Set problem -> Please rewrite the data below, from the line containing "Locate the man in" through the last line, as a JSON list of strings with one string per line and blank lines omitted.

⁂

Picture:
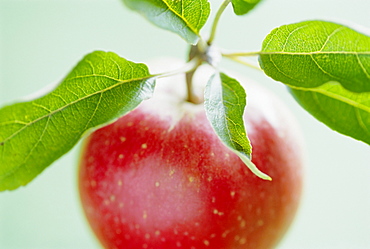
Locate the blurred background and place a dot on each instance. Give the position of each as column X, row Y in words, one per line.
column 42, row 40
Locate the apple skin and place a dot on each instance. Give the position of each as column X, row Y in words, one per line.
column 160, row 178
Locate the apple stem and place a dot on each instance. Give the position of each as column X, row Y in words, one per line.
column 192, row 97
column 216, row 20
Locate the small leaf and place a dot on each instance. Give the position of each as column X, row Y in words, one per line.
column 242, row 7
column 225, row 101
column 343, row 111
column 312, row 53
column 34, row 134
column 184, row 17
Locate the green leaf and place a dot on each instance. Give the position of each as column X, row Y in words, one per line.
column 225, row 101
column 242, row 7
column 34, row 134
column 312, row 53
column 344, row 111
column 183, row 17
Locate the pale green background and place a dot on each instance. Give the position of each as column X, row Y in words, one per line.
column 41, row 40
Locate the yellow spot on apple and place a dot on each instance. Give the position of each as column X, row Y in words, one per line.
column 242, row 223
column 260, row 223
column 242, row 241
column 224, row 234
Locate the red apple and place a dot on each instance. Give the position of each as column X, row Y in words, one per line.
column 160, row 178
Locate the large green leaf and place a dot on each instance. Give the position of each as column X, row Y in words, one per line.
column 225, row 101
column 344, row 111
column 33, row 134
column 312, row 53
column 242, row 7
column 184, row 17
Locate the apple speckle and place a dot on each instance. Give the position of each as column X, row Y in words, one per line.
column 242, row 223
column 93, row 184
column 260, row 223
column 242, row 241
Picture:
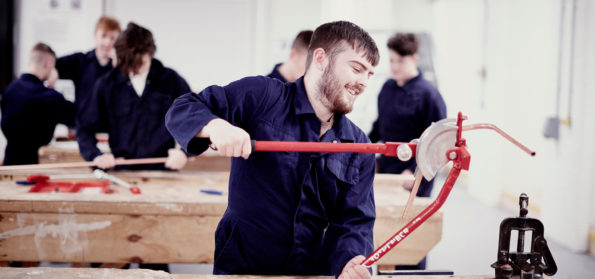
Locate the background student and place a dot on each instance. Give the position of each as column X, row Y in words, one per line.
column 31, row 111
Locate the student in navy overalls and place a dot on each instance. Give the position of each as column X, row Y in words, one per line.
column 130, row 103
column 85, row 68
column 31, row 111
column 407, row 105
column 291, row 213
column 295, row 65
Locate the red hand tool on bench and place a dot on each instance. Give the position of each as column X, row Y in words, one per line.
column 440, row 143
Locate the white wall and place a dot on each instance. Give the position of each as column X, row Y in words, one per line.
column 516, row 42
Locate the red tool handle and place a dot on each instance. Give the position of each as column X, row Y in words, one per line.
column 460, row 162
column 388, row 148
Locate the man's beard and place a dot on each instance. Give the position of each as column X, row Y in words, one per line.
column 330, row 92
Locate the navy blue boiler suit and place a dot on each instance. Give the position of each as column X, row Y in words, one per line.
column 288, row 212
column 136, row 125
column 84, row 70
column 403, row 115
column 30, row 112
column 276, row 74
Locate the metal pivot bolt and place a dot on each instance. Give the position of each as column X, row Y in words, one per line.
column 404, row 152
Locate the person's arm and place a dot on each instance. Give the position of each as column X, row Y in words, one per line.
column 215, row 116
column 374, row 134
column 350, row 233
column 69, row 67
column 89, row 121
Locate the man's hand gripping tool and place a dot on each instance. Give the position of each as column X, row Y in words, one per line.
column 440, row 143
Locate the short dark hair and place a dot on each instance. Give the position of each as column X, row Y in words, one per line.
column 43, row 48
column 134, row 42
column 329, row 36
column 403, row 43
column 108, row 24
column 40, row 52
column 302, row 40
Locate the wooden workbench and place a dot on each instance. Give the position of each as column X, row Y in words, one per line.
column 68, row 151
column 170, row 222
column 91, row 273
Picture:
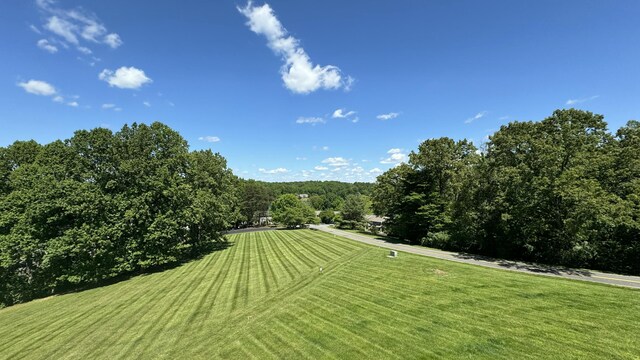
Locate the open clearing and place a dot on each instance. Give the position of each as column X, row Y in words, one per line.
column 264, row 297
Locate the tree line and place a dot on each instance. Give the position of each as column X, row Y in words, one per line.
column 101, row 204
column 563, row 190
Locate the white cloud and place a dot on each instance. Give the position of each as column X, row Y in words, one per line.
column 35, row 29
column 396, row 156
column 298, row 72
column 340, row 114
column 274, row 171
column 310, row 120
column 478, row 116
column 336, row 161
column 388, row 116
column 45, row 45
column 125, row 77
column 113, row 40
column 75, row 25
column 38, row 87
column 578, row 101
column 85, row 50
column 209, row 138
column 62, row 28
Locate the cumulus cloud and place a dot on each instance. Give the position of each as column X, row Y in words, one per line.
column 578, row 101
column 298, row 73
column 341, row 114
column 73, row 25
column 45, row 45
column 125, row 77
column 478, row 116
column 85, row 50
column 113, row 40
column 396, row 156
column 38, row 87
column 388, row 116
column 336, row 161
column 274, row 171
column 209, row 138
column 310, row 120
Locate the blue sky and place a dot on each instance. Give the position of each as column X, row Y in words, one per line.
column 302, row 90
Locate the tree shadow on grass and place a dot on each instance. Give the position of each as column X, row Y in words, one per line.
column 532, row 267
column 219, row 246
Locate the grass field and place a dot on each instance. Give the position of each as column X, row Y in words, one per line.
column 264, row 297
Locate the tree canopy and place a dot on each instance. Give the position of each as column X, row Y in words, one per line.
column 562, row 191
column 103, row 204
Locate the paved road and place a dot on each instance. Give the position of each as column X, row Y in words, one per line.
column 556, row 271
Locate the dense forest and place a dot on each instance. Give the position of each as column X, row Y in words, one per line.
column 560, row 191
column 102, row 204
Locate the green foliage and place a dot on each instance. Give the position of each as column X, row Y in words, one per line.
column 99, row 205
column 290, row 211
column 561, row 191
column 255, row 198
column 352, row 212
column 327, row 216
column 264, row 297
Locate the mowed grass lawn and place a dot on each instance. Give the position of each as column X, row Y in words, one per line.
column 264, row 297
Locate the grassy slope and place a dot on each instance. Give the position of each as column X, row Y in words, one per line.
column 264, row 297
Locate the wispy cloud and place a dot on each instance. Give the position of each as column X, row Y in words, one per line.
column 396, row 156
column 38, row 87
column 311, row 120
column 298, row 73
column 209, row 138
column 45, row 45
column 73, row 26
column 578, row 101
column 478, row 116
column 341, row 114
column 125, row 77
column 387, row 116
column 336, row 161
column 274, row 171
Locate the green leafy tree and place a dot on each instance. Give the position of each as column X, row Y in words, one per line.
column 290, row 211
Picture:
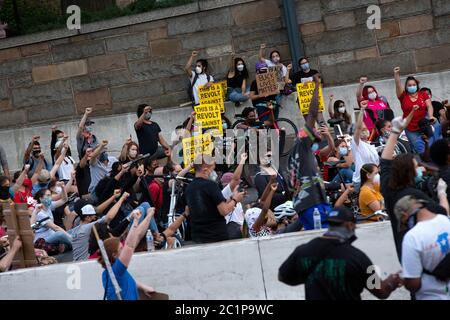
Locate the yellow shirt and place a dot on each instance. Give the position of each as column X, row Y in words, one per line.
column 368, row 195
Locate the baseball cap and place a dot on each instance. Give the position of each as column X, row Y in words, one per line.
column 88, row 210
column 340, row 215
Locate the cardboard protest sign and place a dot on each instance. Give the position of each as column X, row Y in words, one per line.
column 212, row 95
column 208, row 116
column 305, row 93
column 267, row 84
column 196, row 145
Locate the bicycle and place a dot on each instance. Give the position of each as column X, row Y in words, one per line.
column 286, row 129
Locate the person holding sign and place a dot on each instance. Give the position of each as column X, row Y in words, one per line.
column 264, row 95
column 197, row 78
column 237, row 81
column 305, row 177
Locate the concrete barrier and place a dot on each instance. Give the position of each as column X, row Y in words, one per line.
column 240, row 269
column 117, row 128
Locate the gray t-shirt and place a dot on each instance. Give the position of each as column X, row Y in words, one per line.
column 99, row 171
column 80, row 240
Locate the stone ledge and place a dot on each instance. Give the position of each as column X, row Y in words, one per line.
column 198, row 6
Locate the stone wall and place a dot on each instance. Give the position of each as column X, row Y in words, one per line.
column 115, row 65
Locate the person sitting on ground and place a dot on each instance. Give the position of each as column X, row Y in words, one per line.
column 309, row 262
column 341, row 152
column 424, row 246
column 398, row 179
column 370, row 197
column 120, row 257
column 80, row 234
column 207, row 205
column 46, row 231
column 85, row 138
column 237, row 81
column 199, row 77
column 259, row 219
column 339, row 112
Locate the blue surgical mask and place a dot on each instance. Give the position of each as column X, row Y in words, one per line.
column 412, row 89
column 47, row 201
column 419, row 175
column 343, row 151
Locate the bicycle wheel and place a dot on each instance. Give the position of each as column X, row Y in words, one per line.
column 237, row 122
column 291, row 132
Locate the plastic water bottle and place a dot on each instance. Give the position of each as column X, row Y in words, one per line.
column 149, row 238
column 317, row 219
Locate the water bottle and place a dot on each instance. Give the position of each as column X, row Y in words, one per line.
column 317, row 219
column 149, row 238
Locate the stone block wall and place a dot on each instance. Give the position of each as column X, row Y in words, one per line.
column 115, row 65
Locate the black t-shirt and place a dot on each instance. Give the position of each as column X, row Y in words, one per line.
column 236, row 81
column 301, row 76
column 83, row 177
column 329, row 269
column 207, row 224
column 148, row 137
column 305, row 175
column 391, row 197
column 254, row 87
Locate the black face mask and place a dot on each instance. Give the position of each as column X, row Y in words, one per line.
column 4, row 193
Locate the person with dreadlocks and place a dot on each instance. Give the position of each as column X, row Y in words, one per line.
column 304, row 175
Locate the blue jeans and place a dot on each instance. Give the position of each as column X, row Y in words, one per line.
column 235, row 95
column 307, row 219
column 346, row 173
column 59, row 237
column 143, row 207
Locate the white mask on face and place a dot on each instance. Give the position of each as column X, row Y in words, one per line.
column 376, row 178
column 372, row 96
column 132, row 153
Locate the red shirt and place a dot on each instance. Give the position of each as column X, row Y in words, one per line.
column 156, row 193
column 407, row 106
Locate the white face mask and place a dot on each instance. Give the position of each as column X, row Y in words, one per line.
column 132, row 153
column 376, row 178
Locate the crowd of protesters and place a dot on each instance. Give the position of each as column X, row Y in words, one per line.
column 390, row 166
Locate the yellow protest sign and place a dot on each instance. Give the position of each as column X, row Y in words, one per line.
column 194, row 146
column 267, row 83
column 305, row 93
column 212, row 95
column 208, row 116
column 224, row 85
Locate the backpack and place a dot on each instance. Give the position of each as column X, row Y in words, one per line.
column 190, row 90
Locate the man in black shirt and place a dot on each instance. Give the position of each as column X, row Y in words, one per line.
column 331, row 268
column 207, row 205
column 148, row 132
column 306, row 74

⁂

Reply ->
[
  "Locate the man in black shirt and place a dot on each instance. Give the position of each as column X, row Y in words, one per line.",
  "column 331, row 268",
  "column 207, row 205",
  "column 148, row 132",
  "column 306, row 74"
]